-- START DOCUMENT EXCERPT --

Reputation: 501
I can't seem to find the correct way to implement it, this seems to be the closest to the right way but I am getting a template argument deduction error. Can anyone point out where I went wrong?
I am trying to add arithmetic capabilities to std::variant
without needing to std::get
first:
#include <iostream>
#include <variant>
template<typename... Types>
class variant : public std::variant<Types...> {
private:
template <class Op, typename T, int index = 0>
decltype(auto) calc(const T& other) const {
if(sizeof...(Types) == 0 || index >= sizeof...(Types)){
return;
}
using ST = std::variant_alternative_t<index, std::variant<Types...>>;
if(std::holds_alternative<ST>(
std::variant<Types...>(*this)
)){
if(std::is_same<T, variant<Types...>>::value){
return Op()(std::get<ST>(*this), std::get<ST>(other));
}
else{
return Op()(std::get<ST>(*this), other);
}
}
return this->calc<Op, index+1>(other);
}
public:
using std::variant<Types...>::variant;
template <typename T>
decltype(auto) operator-(const T& other) const {
return this->calc<std::minus>(other);
}
// other operations will be added; std::plus, etc.
};
int main()
{
variant<int, double> vt1 = 2.3;
variant<int, double> vt2 = 5;
std::cout << "first: " << (vt1 - 2) << std::endl;
std::cout << "second: " << (vt2 - vt1) << std::endl;
return 0;
}
Upvotes: 1
Views: 301
Reputation: 26282
You have several issues:
std::minus
is not a type, but a template. It cannot bind to class Op
. You might want to use std::minus<>
instead.calc<Op, index + 1>()
from calc<Op, index>()
you get infinite recursion. The if
condition at the beginning does not help, because a compiler still has to generate that call: this condition is checked at the run-time, not at the compile-time. You need if constexpr
.decltype(auto)
return type. All non-discarded branches should return the same type.Op()(std::get<ST>(*this), std::get<ST>(other))

-- END DOCUMENT EXCERPT --
-- START MATERIAL PROVIDED --

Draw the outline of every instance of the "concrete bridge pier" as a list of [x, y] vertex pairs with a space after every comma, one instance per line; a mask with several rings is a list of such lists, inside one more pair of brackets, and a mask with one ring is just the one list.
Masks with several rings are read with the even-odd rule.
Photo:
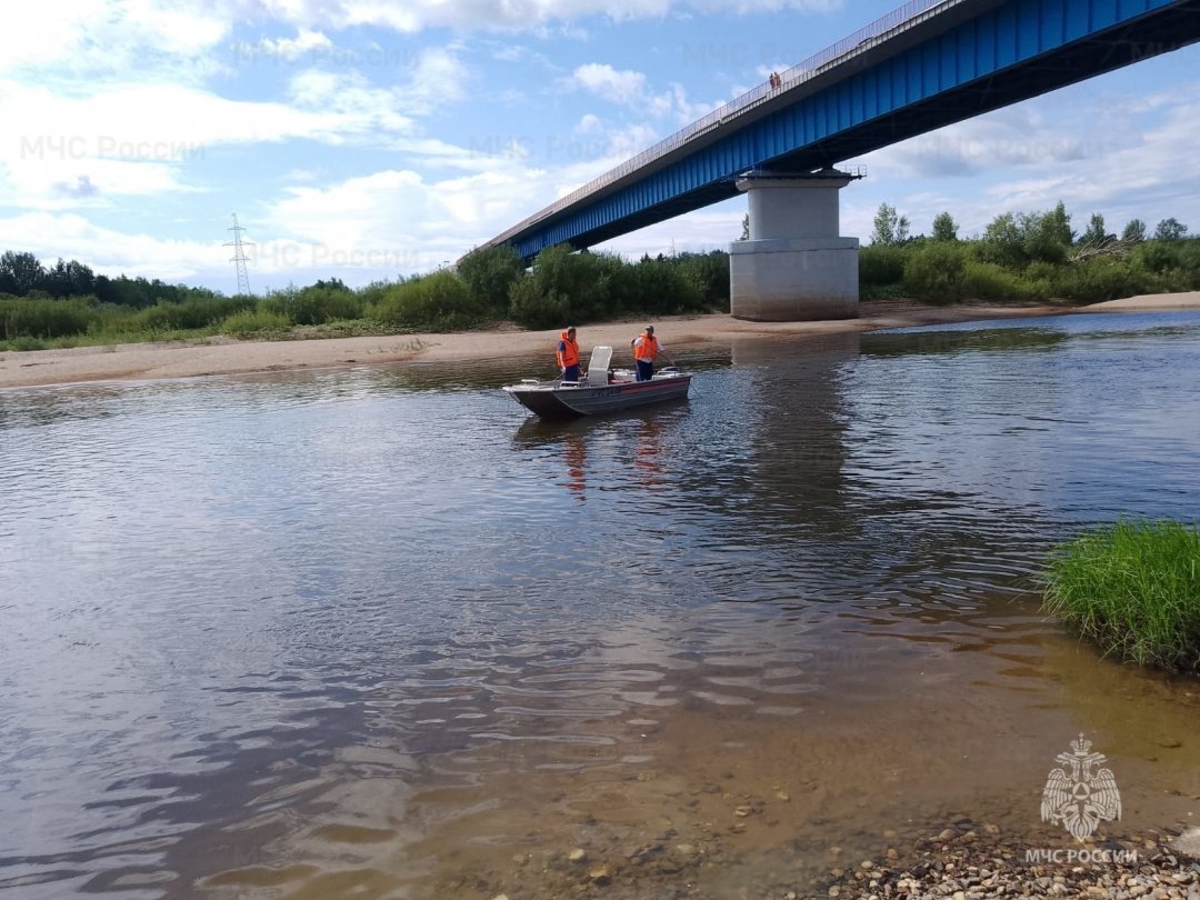
[[733, 318], [858, 317], [858, 239], [838, 235], [838, 192], [859, 178], [838, 169], [758, 170], [737, 180], [750, 206], [750, 240], [730, 246]]

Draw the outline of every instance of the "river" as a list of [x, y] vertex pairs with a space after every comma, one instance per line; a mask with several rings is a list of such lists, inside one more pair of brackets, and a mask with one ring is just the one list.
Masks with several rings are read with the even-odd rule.
[[1080, 732], [1200, 824], [1200, 683], [1034, 581], [1195, 521], [1200, 313], [677, 355], [565, 425], [540, 359], [0, 391], [0, 895], [805, 895], [1044, 846]]

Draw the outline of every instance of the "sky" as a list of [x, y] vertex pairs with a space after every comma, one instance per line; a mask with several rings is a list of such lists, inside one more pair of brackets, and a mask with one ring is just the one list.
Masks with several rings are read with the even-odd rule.
[[[0, 30], [0, 250], [236, 293], [432, 271], [895, 0], [42, 0]], [[1062, 200], [1200, 232], [1200, 47], [844, 161], [960, 235]], [[727, 248], [737, 198], [598, 250]]]

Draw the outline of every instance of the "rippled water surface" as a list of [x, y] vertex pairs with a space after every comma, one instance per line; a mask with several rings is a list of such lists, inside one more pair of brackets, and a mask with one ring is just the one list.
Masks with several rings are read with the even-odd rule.
[[1080, 731], [1200, 816], [1198, 684], [1031, 577], [1198, 517], [1200, 314], [706, 353], [566, 425], [542, 360], [0, 392], [0, 894], [804, 895]]

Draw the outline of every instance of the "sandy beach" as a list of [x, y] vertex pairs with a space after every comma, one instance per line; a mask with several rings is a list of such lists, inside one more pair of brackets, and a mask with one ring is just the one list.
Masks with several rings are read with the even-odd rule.
[[[907, 325], [972, 322], [1064, 312], [1112, 312], [1200, 308], [1200, 292], [1157, 294], [1112, 300], [1087, 307], [995, 306], [955, 304], [924, 306], [905, 301], [871, 301], [860, 317], [838, 322], [743, 322], [727, 313], [677, 316], [653, 324], [668, 354], [686, 355], [689, 348], [728, 344], [734, 336], [818, 335], [836, 331], [874, 331]], [[642, 320], [580, 326], [580, 344], [611, 344], [622, 361], [628, 347], [647, 324]], [[545, 352], [553, 356], [558, 329], [521, 331], [496, 329], [456, 334], [388, 335], [306, 341], [236, 341], [228, 337], [60, 350], [0, 353], [0, 388], [31, 388], [77, 382], [188, 378], [301, 368], [384, 365], [409, 360], [487, 360]]]

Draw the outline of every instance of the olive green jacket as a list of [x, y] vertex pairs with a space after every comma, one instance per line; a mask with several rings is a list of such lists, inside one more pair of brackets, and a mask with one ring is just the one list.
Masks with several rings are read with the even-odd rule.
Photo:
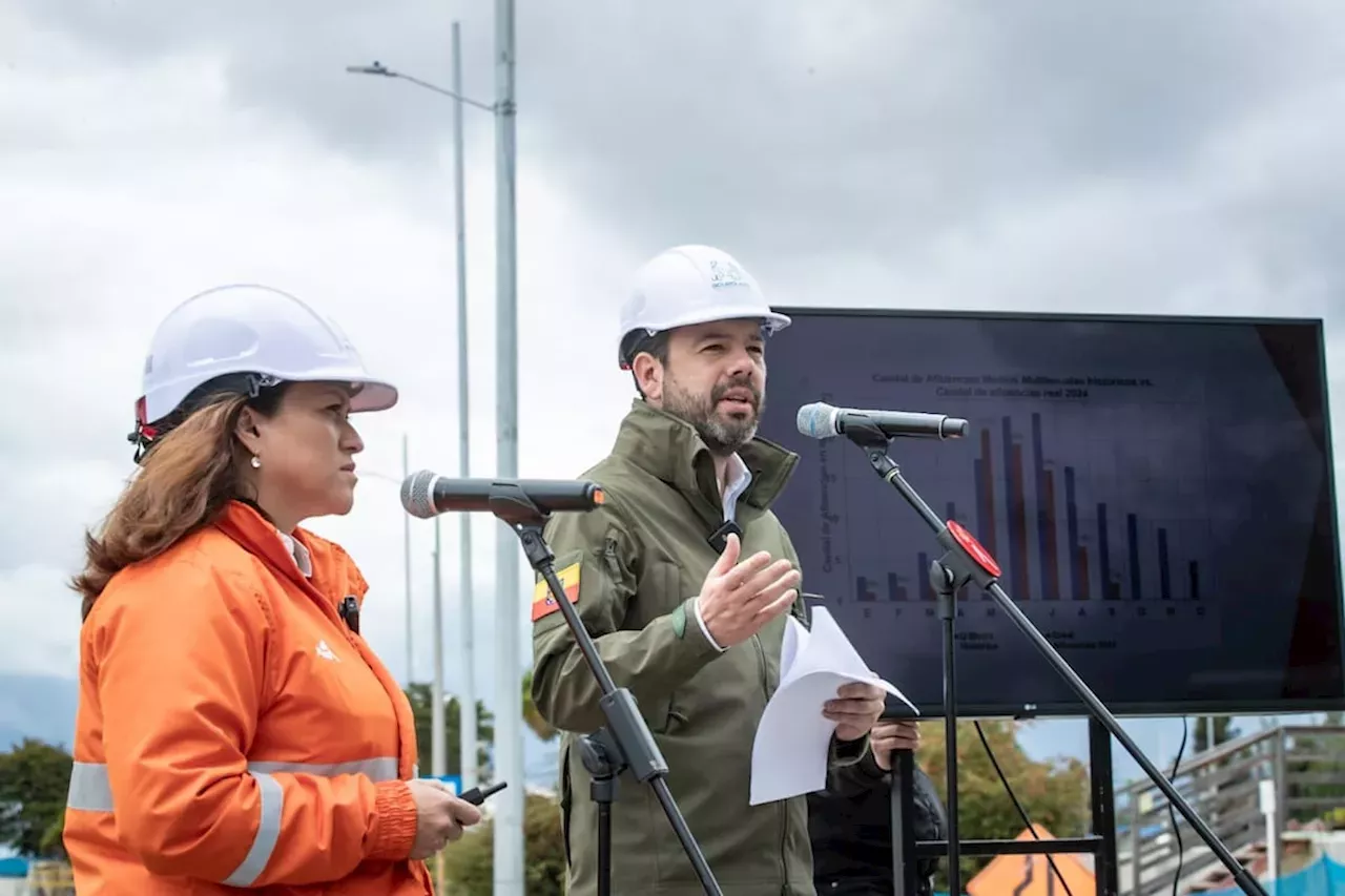
[[[799, 558], [771, 502], [798, 456], [756, 439], [738, 456], [752, 472], [738, 498], [745, 558], [757, 550]], [[804, 796], [751, 806], [752, 741], [780, 678], [785, 618], [720, 652], [691, 601], [718, 554], [724, 522], [714, 464], [695, 429], [636, 400], [612, 453], [582, 476], [605, 491], [589, 513], [547, 525], [555, 569], [619, 687], [629, 689], [667, 760], [668, 788], [720, 887], [734, 896], [812, 896]], [[600, 690], [565, 624], [534, 592], [533, 700], [564, 732], [561, 800], [570, 893], [597, 888], [597, 807], [577, 737], [607, 724]], [[795, 615], [806, 622], [803, 600]], [[868, 739], [833, 741], [831, 775], [868, 752]], [[628, 772], [612, 807], [613, 893], [702, 893], [695, 872], [648, 784]]]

-- END MATERIAL PROVIDED --

[REQUIRED TASKS]:
**1.** In the C++ variant post, list every distinct std:: name that appears in the body of the calc function.
**2.** Using the C++ variant post, decide whether each statement agrees with it: (a) the asker wants arithmetic on the variant without calling std::get first; (b) the reply says the if condition at the start of calc is checked at compile time; (c) the reply says std::minus is a type. Answer yes or no for each and quote the words that decide it.
**3.** Pick up the C++ variant post where it stops and continue it.

[ANSWERS FOR THIS EXERCISE]:
**1.** std::variant_alternative_t, std::variant, std::holds_alternative, std::is_same, std::get

**2.**
(a) Yes: "without needing to std::get"
(b) No: "this condition is checked at the run-time, not at the compile-time"
(c) No: "is not a type, but a template"

**3.**
will throw if *this
and other
hold different types (and in your example they do hold different types).Instead of fixing all these and reinventing std::visit
, you can simply define free functions and use std::visit
in the implementation:
namespace impl {
template<class T>
auto get_value(const T& t) {
return t;
}
template<class... Ts>
auto get_value(const std::variant<Ts...>& var) {
using T = std::common_type_t<Ts...>;
return std::visit([](T value) { return value; }, var);
}
template<class Op, class T, class U>
auto var_op(Op op, const T& t, const U& u) {
return op(get_value(t), get_value(u));
}
}
template<class... Ts, class U>
auto operator-(const std::variant<Ts...>& var, const U& u) {
return impl::var_op(std::minus<>{}, var, u);
}
template<class U, class... Ts>
auto operator-(const U& u, const std::variant<Ts...>& var) {
return impl::var_op(std::minus<>{}, u, var);
}
template<class... Ts, class... Us>
auto operator-(const std::variant<Ts...>& var1,
const std::variant<Us...>& var2) {
return impl::var_op(std::minus<>{}, var1, var2);
}
If you want to limit these functions to your own class my_variant
derived from std::variant
, you need to fix get_value()
by adding static_cast
, because std::visit
uses some helper classes (like std::variant_size
) that are not specialized for my_variant
:
template<class... Ts>
class my_variant : public std::variant<Ts...> {
public:
using std::variant<Ts...>::variant;
};
...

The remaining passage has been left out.